┏━━
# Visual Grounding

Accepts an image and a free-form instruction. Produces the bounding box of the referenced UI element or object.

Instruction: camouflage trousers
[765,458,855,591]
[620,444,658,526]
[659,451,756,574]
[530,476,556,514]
┗━━
## WORK REQUIRED
Your task is to quote all of the data word for word.

## TASK OUTPUT
# Visual Grounding

Accepts an image and a free-form instruction. Produces the bounding box of the referenced UI element or object.

Instruction: camouflage trousers
[765,458,855,591]
[620,444,658,526]
[659,451,756,574]
[530,476,556,514]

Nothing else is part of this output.